Start of Data for analysis

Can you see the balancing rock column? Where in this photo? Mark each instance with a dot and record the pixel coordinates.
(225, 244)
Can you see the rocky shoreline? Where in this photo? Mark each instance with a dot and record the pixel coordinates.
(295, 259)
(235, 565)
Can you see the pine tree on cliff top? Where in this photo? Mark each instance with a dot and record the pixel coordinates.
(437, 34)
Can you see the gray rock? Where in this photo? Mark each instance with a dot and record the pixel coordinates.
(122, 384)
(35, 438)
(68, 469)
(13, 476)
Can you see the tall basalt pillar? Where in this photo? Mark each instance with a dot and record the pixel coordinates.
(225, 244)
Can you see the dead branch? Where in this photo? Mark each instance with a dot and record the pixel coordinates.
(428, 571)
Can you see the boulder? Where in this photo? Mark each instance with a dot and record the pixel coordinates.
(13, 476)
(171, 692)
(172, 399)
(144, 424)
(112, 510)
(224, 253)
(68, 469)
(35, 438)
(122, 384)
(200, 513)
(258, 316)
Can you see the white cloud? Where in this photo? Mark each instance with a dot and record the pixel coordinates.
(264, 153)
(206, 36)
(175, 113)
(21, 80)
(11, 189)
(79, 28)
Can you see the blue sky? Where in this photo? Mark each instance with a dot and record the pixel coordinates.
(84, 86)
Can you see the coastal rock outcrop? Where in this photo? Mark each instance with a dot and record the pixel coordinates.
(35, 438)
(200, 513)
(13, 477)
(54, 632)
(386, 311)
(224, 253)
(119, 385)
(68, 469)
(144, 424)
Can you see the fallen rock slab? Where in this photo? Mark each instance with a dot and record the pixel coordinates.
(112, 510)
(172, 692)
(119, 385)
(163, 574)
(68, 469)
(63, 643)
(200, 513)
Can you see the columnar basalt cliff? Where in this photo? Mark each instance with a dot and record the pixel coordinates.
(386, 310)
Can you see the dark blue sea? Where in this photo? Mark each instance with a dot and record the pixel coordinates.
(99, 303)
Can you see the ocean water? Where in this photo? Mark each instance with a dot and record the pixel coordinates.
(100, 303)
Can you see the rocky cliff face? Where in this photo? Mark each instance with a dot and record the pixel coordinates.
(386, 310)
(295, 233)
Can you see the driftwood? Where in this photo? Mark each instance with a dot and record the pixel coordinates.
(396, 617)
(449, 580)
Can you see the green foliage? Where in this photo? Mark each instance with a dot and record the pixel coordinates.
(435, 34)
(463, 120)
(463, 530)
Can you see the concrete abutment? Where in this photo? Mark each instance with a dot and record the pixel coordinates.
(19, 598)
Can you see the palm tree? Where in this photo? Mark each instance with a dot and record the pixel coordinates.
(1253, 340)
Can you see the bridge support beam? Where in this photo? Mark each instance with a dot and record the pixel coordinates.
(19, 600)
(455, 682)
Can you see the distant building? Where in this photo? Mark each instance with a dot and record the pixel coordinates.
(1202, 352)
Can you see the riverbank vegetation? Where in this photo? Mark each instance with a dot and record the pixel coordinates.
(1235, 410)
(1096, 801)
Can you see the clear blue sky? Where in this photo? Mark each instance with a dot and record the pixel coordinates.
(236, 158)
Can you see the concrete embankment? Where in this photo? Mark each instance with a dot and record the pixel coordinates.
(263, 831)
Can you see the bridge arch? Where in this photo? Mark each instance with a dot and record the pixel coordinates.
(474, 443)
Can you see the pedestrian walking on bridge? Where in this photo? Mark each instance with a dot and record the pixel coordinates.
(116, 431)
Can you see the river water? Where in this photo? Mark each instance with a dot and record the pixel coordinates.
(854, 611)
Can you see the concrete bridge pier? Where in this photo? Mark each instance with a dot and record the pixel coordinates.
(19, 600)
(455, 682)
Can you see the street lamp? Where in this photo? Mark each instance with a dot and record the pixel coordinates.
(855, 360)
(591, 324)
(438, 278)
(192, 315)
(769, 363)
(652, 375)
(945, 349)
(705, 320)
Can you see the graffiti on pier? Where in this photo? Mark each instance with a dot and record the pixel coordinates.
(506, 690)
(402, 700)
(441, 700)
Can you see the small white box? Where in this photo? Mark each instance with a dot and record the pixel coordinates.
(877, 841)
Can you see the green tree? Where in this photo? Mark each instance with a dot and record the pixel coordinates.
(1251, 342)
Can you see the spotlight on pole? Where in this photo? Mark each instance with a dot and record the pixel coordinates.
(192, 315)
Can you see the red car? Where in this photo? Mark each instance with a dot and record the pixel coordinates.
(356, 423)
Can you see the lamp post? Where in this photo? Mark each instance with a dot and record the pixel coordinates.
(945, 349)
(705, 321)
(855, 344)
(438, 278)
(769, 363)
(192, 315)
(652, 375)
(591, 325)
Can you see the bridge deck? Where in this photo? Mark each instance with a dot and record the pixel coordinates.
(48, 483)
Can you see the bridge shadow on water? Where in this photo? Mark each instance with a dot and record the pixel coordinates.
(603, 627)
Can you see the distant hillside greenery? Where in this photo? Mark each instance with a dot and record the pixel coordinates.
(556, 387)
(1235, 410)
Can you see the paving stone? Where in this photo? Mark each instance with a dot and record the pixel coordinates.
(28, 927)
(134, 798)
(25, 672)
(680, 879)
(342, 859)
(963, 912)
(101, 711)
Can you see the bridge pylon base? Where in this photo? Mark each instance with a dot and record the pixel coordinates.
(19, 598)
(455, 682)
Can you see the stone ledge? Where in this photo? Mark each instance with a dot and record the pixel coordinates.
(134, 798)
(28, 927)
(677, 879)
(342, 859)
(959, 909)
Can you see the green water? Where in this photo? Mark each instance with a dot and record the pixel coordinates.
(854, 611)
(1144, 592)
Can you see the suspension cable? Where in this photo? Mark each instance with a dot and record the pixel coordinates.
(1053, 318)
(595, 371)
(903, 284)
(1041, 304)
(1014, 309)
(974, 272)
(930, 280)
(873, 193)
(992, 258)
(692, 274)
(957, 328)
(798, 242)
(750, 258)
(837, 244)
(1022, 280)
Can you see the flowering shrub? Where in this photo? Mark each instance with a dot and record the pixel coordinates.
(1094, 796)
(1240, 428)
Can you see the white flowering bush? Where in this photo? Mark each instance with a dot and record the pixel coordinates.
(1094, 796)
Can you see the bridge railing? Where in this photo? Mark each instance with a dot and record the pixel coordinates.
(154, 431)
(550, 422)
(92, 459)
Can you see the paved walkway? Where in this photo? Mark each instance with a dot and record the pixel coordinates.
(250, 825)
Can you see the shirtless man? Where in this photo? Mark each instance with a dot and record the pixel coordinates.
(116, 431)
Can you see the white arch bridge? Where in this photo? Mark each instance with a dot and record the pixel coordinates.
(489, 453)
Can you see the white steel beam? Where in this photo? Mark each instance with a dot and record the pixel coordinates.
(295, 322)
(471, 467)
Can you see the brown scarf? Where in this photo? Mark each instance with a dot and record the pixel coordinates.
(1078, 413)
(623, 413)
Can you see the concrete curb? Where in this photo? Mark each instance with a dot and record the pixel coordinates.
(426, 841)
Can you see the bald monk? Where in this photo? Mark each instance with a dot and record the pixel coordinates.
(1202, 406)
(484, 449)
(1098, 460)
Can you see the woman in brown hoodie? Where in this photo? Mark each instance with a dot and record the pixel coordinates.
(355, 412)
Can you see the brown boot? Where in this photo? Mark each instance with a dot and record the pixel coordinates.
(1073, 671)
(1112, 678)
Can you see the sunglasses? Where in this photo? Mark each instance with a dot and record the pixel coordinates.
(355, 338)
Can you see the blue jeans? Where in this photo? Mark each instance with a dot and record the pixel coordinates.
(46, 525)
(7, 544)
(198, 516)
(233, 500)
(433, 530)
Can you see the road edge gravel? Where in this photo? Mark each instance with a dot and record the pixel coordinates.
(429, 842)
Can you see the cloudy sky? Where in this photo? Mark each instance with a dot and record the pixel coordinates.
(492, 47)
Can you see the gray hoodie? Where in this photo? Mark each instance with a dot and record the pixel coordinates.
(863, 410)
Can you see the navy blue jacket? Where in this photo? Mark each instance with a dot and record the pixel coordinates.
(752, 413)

End of Data for analysis

### [Action item]
Please repeat the line that contains "Can you see the gray hoodie?" and every line after it through the end of the material above, exactly and with nothing added.

### [Result of this task]
Can you see the gray hoodie? Where in this photo? Mark each instance with a dot and record the pixel coordinates.
(863, 410)
Can you see the navy blue jacket? Where in this photo? Mark each instance with a dot and record the pixel coordinates.
(752, 413)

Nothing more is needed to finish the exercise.